## [Direction 1]
Translate this sentence from the South Florida travel post into Spanish: "I have been making the pilgrimage annually to get a break from the snow."

## [Quoted text]
Ep. 20 Travel Episode, You gotta Eat Here: South Florida and My Mixed Grill & Salad Bar
There's no place on earth like South Florida. The beaches are like sugar, the water is so blue and beautiful and the sunshine is abundant. I have been making the pilgrimage annually to get a break from the snow. I am always delighted with the produce and seafood that is in season during the winter. Strawberries are sweet, Oranges are around that I have never heard of and the fish is fresh and plentiful.
I hang out in between Sarasota and Ft. Meyers in a sleepy little community called Englewood. I love the slower pace and the neighborhood of Old Englewood is still a bit of a secret because the vibe is what I call Floridiana; houses, and buildings from the 40ties and 50ties all the way up to fancy gated luxury golf communities.
I love being able to walk to the Tiki Bar on the water and hop in the car 10 minutes to Manasota Beach. One of my friends gave me the idea of breakfast on the beach, which was brilliant because to get the free parking spots close to the beach, one has to be out of the house by 7:30 am in high season! Sunset happy hour is also a favorite, the crowds thin out and the birds are looking for their supper on the water.

## [Direction 2]
Locate every line in the records below that contains the string "deck", and copy each of those lines.

## [Records for processing]

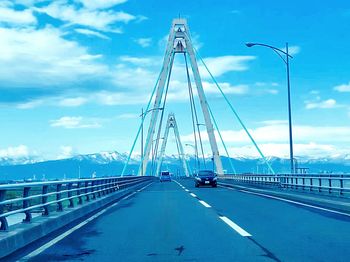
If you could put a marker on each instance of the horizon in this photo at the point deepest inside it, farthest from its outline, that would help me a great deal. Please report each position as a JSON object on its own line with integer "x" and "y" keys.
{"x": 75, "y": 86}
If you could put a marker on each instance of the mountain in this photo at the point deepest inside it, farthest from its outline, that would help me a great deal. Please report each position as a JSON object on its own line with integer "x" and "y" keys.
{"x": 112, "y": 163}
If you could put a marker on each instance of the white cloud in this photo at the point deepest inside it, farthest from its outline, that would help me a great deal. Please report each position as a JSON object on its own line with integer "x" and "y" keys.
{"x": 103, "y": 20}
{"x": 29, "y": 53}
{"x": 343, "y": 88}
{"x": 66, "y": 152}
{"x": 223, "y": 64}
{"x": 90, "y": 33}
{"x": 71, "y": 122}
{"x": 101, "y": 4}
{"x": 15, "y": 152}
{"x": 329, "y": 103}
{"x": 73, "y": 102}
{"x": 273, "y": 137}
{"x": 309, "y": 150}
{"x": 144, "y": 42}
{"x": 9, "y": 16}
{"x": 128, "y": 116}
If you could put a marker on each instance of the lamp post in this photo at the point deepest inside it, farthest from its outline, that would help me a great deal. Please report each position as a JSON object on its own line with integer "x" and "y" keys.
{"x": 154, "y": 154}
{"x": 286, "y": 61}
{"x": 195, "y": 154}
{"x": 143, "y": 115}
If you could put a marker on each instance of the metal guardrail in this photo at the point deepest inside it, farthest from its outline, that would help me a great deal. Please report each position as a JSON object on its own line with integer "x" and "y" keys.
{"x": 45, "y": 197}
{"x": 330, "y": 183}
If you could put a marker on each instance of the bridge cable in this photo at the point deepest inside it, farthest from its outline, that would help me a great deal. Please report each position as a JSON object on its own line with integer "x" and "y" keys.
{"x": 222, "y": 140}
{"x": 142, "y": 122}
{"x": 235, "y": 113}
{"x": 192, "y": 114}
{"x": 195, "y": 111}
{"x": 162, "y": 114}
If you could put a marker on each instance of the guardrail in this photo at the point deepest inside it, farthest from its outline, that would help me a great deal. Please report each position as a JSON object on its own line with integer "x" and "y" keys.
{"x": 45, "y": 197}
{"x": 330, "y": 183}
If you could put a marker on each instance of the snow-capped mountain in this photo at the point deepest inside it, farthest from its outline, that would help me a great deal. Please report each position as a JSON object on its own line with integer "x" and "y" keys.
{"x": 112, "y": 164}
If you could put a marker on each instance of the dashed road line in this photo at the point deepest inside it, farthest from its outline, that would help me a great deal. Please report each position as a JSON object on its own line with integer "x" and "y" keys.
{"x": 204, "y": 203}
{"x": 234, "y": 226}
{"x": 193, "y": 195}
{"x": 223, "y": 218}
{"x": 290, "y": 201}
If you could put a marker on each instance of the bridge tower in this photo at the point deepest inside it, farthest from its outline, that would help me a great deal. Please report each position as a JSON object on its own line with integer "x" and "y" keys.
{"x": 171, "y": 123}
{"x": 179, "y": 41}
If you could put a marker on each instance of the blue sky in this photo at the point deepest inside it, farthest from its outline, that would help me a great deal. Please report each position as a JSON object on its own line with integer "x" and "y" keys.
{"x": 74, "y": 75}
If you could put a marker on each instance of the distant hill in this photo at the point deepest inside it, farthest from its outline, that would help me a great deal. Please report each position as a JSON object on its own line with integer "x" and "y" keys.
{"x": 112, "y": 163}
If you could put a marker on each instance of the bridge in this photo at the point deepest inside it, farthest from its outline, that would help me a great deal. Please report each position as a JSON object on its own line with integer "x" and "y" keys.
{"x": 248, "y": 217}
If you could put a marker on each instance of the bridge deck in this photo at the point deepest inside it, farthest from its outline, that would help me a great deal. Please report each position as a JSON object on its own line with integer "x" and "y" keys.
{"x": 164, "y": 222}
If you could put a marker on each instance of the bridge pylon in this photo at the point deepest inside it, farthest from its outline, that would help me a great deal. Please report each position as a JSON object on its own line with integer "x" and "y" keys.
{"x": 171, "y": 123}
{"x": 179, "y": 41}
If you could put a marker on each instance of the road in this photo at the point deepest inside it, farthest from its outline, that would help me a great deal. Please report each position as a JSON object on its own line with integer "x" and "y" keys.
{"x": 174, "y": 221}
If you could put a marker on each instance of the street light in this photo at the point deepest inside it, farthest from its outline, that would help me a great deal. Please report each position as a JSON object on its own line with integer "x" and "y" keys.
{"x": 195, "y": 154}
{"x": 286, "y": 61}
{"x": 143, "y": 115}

## [Final result 1]
He estado haciendo la peregrinación cada año para tomarme un descanso de la nieve.

## [Final result 2]
If you could put a marker on each instance of the bridge deck in this photo at the point deepest inside it, farthest from its outline, that would help me a great deal. Please report each position as a JSON object on its own line with integer "x" and "y" keys.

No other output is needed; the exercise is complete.